### Data for processing
──────────────────────────────

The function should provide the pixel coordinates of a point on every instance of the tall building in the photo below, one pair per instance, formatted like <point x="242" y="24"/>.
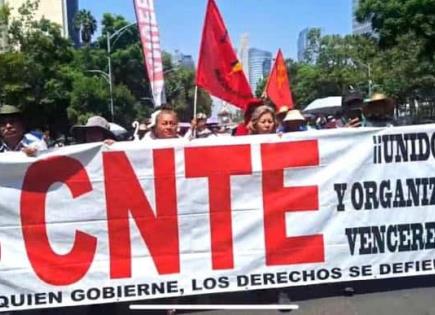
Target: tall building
<point x="302" y="43"/>
<point x="359" y="28"/>
<point x="260" y="64"/>
<point x="61" y="12"/>
<point x="243" y="53"/>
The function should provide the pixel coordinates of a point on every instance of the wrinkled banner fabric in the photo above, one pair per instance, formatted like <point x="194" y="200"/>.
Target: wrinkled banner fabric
<point x="91" y="224"/>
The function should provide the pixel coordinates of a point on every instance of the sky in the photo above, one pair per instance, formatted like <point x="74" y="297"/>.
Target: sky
<point x="271" y="24"/>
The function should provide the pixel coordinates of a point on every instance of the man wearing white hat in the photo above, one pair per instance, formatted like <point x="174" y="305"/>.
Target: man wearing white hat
<point x="294" y="121"/>
<point x="97" y="129"/>
<point x="13" y="136"/>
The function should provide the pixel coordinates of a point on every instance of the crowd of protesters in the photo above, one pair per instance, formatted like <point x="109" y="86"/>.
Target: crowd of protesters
<point x="260" y="117"/>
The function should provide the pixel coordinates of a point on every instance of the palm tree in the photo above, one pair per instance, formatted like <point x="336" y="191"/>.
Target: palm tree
<point x="86" y="24"/>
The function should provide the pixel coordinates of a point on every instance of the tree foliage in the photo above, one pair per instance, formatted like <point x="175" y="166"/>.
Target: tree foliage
<point x="391" y="19"/>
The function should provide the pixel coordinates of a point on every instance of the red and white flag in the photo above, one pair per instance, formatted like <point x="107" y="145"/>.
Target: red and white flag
<point x="150" y="38"/>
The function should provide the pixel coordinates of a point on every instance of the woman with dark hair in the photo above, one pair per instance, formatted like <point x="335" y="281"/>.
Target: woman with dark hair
<point x="263" y="121"/>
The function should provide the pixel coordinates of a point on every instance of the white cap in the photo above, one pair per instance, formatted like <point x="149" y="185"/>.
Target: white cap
<point x="294" y="115"/>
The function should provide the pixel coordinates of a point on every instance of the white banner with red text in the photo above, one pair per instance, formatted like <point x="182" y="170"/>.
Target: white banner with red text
<point x="91" y="223"/>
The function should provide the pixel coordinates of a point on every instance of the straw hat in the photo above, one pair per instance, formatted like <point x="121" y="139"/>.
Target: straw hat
<point x="9" y="110"/>
<point x="379" y="104"/>
<point x="294" y="115"/>
<point x="94" y="122"/>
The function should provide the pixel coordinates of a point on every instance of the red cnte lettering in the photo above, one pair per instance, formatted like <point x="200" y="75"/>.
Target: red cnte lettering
<point x="49" y="266"/>
<point x="218" y="164"/>
<point x="124" y="195"/>
<point x="277" y="200"/>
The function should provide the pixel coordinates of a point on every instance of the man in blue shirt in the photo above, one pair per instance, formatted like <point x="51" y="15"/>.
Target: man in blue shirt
<point x="13" y="136"/>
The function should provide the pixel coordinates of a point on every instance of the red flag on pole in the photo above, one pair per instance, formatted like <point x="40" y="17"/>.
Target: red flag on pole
<point x="278" y="86"/>
<point x="219" y="71"/>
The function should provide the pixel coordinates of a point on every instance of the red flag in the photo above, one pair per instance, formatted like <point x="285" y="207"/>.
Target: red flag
<point x="219" y="71"/>
<point x="278" y="86"/>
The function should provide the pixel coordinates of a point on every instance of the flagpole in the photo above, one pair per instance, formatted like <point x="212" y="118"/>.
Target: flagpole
<point x="195" y="99"/>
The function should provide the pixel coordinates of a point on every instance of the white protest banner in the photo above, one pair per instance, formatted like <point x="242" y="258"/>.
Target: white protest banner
<point x="94" y="224"/>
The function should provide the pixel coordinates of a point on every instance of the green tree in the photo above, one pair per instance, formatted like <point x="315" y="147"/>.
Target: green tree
<point x="391" y="19"/>
<point x="34" y="69"/>
<point x="261" y="85"/>
<point x="180" y="90"/>
<point x="86" y="24"/>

──────────────────────────────

### Task details
Reproduce word for word the lines of the listing above, starting at the line that contains "of the green" and ending at the last line of the listing, including both.

### The result
The function should provide the pixel coordinates of a point on every instance of the green tree in the photo above, one pair per instance, formatted like <point x="315" y="147"/>.
Target: green tree
<point x="391" y="19"/>
<point x="34" y="69"/>
<point x="261" y="85"/>
<point x="180" y="90"/>
<point x="86" y="24"/>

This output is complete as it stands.